ミュージアム 序章(2016年製作の映画)
3.3
『愛の相殺』

期待した最悪は“こちら”にあった...
先日『ミュージアム』を観たのは、実はむしろこっちの『-序章-』が観たかったから。それが何故かはハッシュタグの通りなのですが、前述の通りよほどこちらの方が“いい意味で最悪”な作品でした。

こちらでの主人公は本編での幼女樹脂詰め事件を追うジャーナリストの九堂。真相を追う中、カエル男の魔の手が自身の娘に迫り...というお話です。娘がいる身としては、いやがおうにも彼に感情移入。ワンカメこそ監督の真骨頂と思って観ると、一気に増量な📹の台数は好き嫌い分かれるかもですが...

『コワすぎ!最終章』を彷彿とさせるカエル男の指示はなかなかに酷なもの。中でもあの“撲”は厳しい。そればかりは、観ていてツラかった😢 ただ、その気持ちとは裏腹にそれが自分の娘を助ける唯一の手段なのだとすれば、それはやはり「やるしかないのだろうな」と考えてしまう自分もいて...

「バケモノにはバケモノをぶつけるんだよ!」とは、同じ白石監督作『貞子vs伽椰子』での経蔵の名言ですが、では「愛」には何をぶつければいいのか?

--- --- ---

『ミュージアム 序章』の感想の続きを書け。 資料は『ミュージアム 序章』の感想とは関係がない。

§ **提供資料**:
--- --- ---

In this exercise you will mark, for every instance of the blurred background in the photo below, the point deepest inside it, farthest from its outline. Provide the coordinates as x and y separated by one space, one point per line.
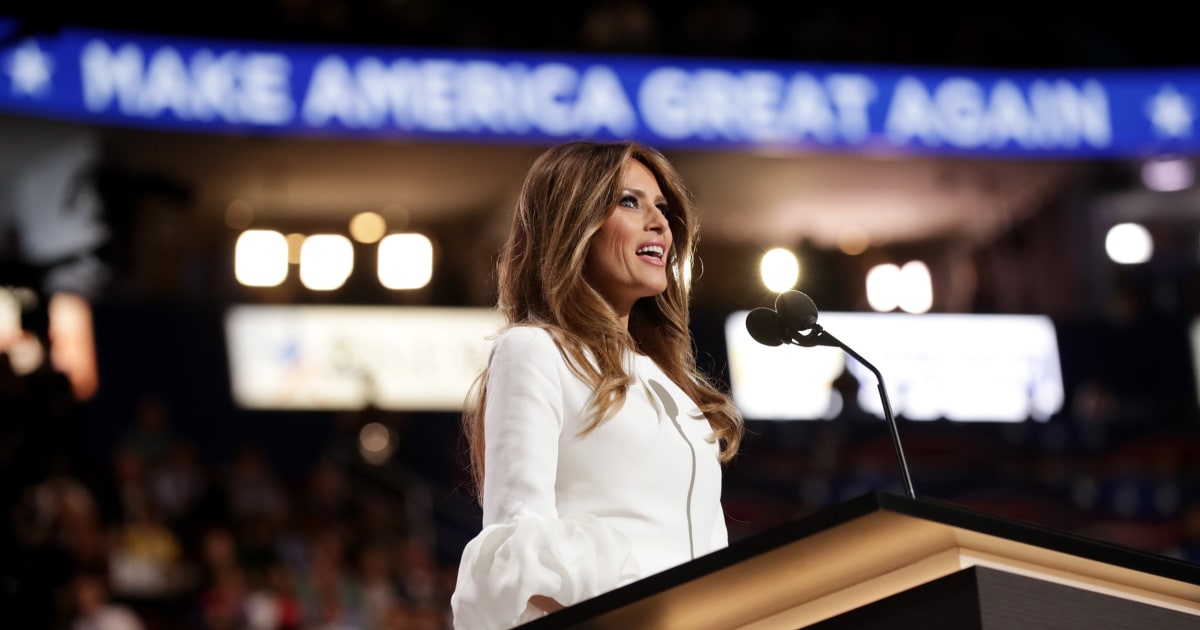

--- --- ---

§ **出力**:
以前何かのレビューにも記した事がありますが、映画での子の為に犠牲になる親という表現を「何だかんだで最後は自分が何より大事なはず」と、それを若い頃は冷めた目で見ていました。しかし、いざ自分に子供が出来てみると、もし自分の命を差し出して我が子の命が助かるのなら何の迷いもなく命を差し出すな、と当然の事として思う様になりました。そして、その想いは我が子を守る為ならどんな事だってとも..

愛する者を守る時、時として愛は暴力に変わる。ただのおまけ企画として観る向きが当然の本作かと思いますが、普段白石監督がリツイートする内容を知る者としては、そこに様々な想いが込められている様にも思えてしまうのですが...
愛するが故、その愛の為なら...
では、これが個人ではなく国なら...
それが愛の為なら、だれかの血が流れても...?それでも...?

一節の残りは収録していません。